**Goal:** Put the records below into a numbered list, one line per item, leaving out any blank lines.

################

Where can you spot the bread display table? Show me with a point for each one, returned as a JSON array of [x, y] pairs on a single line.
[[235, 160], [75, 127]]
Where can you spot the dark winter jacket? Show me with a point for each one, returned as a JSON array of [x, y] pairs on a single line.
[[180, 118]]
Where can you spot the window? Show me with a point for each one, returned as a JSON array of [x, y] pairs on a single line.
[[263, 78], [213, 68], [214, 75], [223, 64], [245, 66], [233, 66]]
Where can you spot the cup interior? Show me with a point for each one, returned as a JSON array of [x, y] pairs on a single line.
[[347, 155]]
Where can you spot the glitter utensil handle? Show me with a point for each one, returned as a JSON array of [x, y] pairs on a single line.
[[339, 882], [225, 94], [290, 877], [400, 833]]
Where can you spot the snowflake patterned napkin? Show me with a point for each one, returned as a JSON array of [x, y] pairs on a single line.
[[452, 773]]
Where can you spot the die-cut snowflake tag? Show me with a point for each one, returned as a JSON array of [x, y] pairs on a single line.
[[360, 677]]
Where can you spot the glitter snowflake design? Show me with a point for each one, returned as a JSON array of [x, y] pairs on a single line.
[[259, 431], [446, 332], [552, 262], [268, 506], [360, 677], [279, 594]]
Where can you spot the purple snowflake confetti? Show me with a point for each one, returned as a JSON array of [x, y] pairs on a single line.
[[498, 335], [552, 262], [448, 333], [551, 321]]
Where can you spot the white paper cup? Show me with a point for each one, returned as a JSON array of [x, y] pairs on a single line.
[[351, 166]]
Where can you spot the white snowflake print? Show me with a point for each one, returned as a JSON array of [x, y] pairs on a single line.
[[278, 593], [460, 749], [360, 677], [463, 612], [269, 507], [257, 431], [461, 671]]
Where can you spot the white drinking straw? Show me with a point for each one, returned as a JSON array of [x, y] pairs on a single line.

################

**Exercise solution:**
1. Where can you spot the bread display table? Show me with a point for each one, returned as a JSON array of [x, y] pairs on a single line.
2. [[235, 160], [75, 127]]
3. Where can you spot the dark winter jacket? Show me with a point for each one, returned as a JSON array of [x, y] pairs on a single line.
4. [[180, 118]]
5. Where can you spot the window? Show me with a point for each one, returned as a JSON array of [x, y] pairs on a single line.
6. [[263, 78], [213, 68], [214, 75], [223, 64], [245, 66], [233, 66]]
7. Where can you spot the cup interior? Show me with a point for each one, returned as a JSON array of [x, y] pairs on a single line.
8. [[347, 155]]
9. Where can you spot the glitter utensil handle? Show me with a point for each one, returned as a JSON array of [x, y] pairs on a single line.
10. [[339, 882], [225, 94], [290, 877], [400, 833]]
11. Where can you spot the snowflake patterned napkin? Show me with a point for each one, returned as a JSON array of [x, y] pairs on a single line.
12. [[452, 773]]
13. Where can you spot the die-cut snowflake tag? Show me with a point for each one, returned as a JSON array of [x, y] pairs on a single line.
14. [[360, 677]]
15. Where can you spot the glitter snowflake design? Show me with a point for each one, returned as a JSON array of [x, y] pairs on a single line.
16. [[259, 431], [446, 332], [552, 262], [268, 506], [360, 677], [279, 594]]
17. Where can you spot the purple snowflake confetti? Show me with a point for each one, returned as a JSON array of [x, y] pairs on a single line.
18. [[498, 335], [552, 262], [448, 333], [551, 321]]
19. Where can you spot the white paper cup? Show me with a point for each one, returned as a JSON array of [x, y] pairs on a single line.
20. [[351, 166]]
21. Where can you spot the white snowflake print? Show me with a point for each one, returned as a JSON array of [x, y] pairs on a single line.
22. [[278, 593], [460, 749], [360, 677], [463, 612], [269, 507], [257, 431], [461, 671]]
23. Where can you spot the white drinking straw? Show me with a point for each one, returned as a JSON array of [x, y] pairs on a single line.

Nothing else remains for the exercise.